Task goal:
Each line from the one containing "Phrase: white snowdrop petal" through the end of the data is to be written out exactly, and nothing more.
Top of Material to process
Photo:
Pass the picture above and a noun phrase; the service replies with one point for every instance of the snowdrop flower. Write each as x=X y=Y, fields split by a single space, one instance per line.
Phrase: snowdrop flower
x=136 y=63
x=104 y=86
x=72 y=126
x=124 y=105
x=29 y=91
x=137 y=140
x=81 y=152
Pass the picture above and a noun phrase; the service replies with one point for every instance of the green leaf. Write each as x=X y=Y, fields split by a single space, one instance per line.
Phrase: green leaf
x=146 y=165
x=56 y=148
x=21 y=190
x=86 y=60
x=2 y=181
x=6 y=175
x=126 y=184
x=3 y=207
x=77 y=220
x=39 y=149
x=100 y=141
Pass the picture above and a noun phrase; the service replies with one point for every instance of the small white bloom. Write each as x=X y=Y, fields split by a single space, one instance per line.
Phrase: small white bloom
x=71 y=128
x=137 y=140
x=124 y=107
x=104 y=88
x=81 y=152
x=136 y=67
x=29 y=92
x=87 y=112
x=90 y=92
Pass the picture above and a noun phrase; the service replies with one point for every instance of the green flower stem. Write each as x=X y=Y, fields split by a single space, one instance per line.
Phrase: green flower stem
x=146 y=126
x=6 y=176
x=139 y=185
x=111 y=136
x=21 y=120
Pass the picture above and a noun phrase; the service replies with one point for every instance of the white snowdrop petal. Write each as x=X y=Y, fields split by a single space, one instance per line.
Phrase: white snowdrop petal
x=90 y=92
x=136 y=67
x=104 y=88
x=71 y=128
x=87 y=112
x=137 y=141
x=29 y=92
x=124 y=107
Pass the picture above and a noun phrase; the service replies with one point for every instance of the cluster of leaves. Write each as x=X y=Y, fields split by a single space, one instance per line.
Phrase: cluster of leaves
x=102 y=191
Bottom of Material to process
Exercise result:
Phrase: white snowdrop petal
x=90 y=92
x=136 y=67
x=104 y=88
x=71 y=128
x=87 y=112
x=137 y=141
x=29 y=92
x=124 y=107
Pass the picture above and a noun phrase; the service replies with one point for every instance of the cluster of leaves. Write each as x=X y=Y, fields split by a single space, one instance per line.
Phrase: cluster of leaves
x=102 y=191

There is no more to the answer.